Your task is to retype each line of the data below exactly.

Saved data entries
☆ ☆ ☆ ☆ ☆ ☆ ☆
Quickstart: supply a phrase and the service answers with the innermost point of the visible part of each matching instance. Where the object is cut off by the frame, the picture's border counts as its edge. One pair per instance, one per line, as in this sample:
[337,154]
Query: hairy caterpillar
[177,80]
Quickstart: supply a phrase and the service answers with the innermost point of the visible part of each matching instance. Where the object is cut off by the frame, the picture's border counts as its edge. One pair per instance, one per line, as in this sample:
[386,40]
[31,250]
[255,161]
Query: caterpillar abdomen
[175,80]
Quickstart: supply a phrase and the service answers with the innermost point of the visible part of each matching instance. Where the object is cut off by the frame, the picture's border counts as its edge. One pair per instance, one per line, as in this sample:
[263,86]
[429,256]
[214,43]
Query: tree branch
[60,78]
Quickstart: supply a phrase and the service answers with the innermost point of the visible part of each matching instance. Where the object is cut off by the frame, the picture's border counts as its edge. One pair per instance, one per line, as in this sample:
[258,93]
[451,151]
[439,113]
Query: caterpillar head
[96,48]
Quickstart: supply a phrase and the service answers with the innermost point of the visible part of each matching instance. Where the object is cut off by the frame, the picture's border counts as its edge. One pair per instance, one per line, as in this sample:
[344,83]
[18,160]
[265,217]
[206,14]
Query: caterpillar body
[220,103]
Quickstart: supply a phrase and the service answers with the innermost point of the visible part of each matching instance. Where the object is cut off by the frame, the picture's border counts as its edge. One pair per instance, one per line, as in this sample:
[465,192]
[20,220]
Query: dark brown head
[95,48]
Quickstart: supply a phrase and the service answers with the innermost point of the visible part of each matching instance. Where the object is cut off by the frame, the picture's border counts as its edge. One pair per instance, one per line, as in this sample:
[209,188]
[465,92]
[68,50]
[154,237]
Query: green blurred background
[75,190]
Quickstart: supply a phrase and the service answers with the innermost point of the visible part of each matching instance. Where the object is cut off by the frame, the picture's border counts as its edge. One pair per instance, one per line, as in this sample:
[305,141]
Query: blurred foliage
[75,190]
☆ ☆ ☆ ☆ ☆ ☆ ☆
• **FINISHED EXERCISE**:
Quickstart: supply a phrase and the service answers with the innermost point of the visible part of each matching instance. Where the object is cut off by the frame, the picture's border counts as its edge. One pair per instance, one per line, as in this sample:
[337,154]
Query: hairy caterpillar
[177,80]
Quickstart: supply a phrase and the service answers with the innermost point of the visible part of each matching instance. Where the object is cut off by the frame, the picture's border counts as its edge. One pair per instance, one per line, as in this sample:
[386,40]
[31,250]
[255,161]
Query: caterpillar abdomen
[175,80]
Quickstart: supply a phrase and the service answers with the innermost point of the visible part of each matching instance. Where the object is cut off by the frame, the picture's border counts as its edge. One pair per instance, one per line, as in this sample:
[263,86]
[429,256]
[214,43]
Query: tree branch
[60,78]
Quickstart: supply a phrase and the service answers with the innermost point of the visible part of each matching instance. Where the object is cut off by the frame, the picture's border counts as its edge. One pair per instance, one per line, as in this sample:
[258,93]
[451,151]
[439,113]
Query: caterpillar head
[96,48]
Quickstart: supply a phrase and the service answers with the innermost point of the visible part of each matching instance. Where the object is cut off by the frame, the picture's border counts as its edge. One pair per instance, one per line, as in this sample:
[344,83]
[18,160]
[265,217]
[206,14]
Query: caterpillar body
[220,103]
Quickstart: supply a phrase and the service answers with the innermost point of the visible part of each matching instance. Where the object is cut off by the frame, the picture's border counts as its edge. One pair per instance, one per line, as in this sample:
[465,192]
[20,220]
Query: dark brown head
[95,48]
Quickstart: supply a phrase and the service answers with the innermost point of the visible part of each matching instance. Where the object is cut off by the frame, the picture's border counts as its edge. One pair per instance, one per line, as in this sample:
[209,188]
[465,92]
[68,50]
[154,237]
Query: green blurred background
[75,190]
Quickstart: supply a phrase and the service answers with the innermost point of the visible part of each matching instance. Where the object is cut off by the frame, the picture's border counts as its edge. One pair per instance, one per line, as in this sample:
[305,141]
Query: blurred foliage
[75,190]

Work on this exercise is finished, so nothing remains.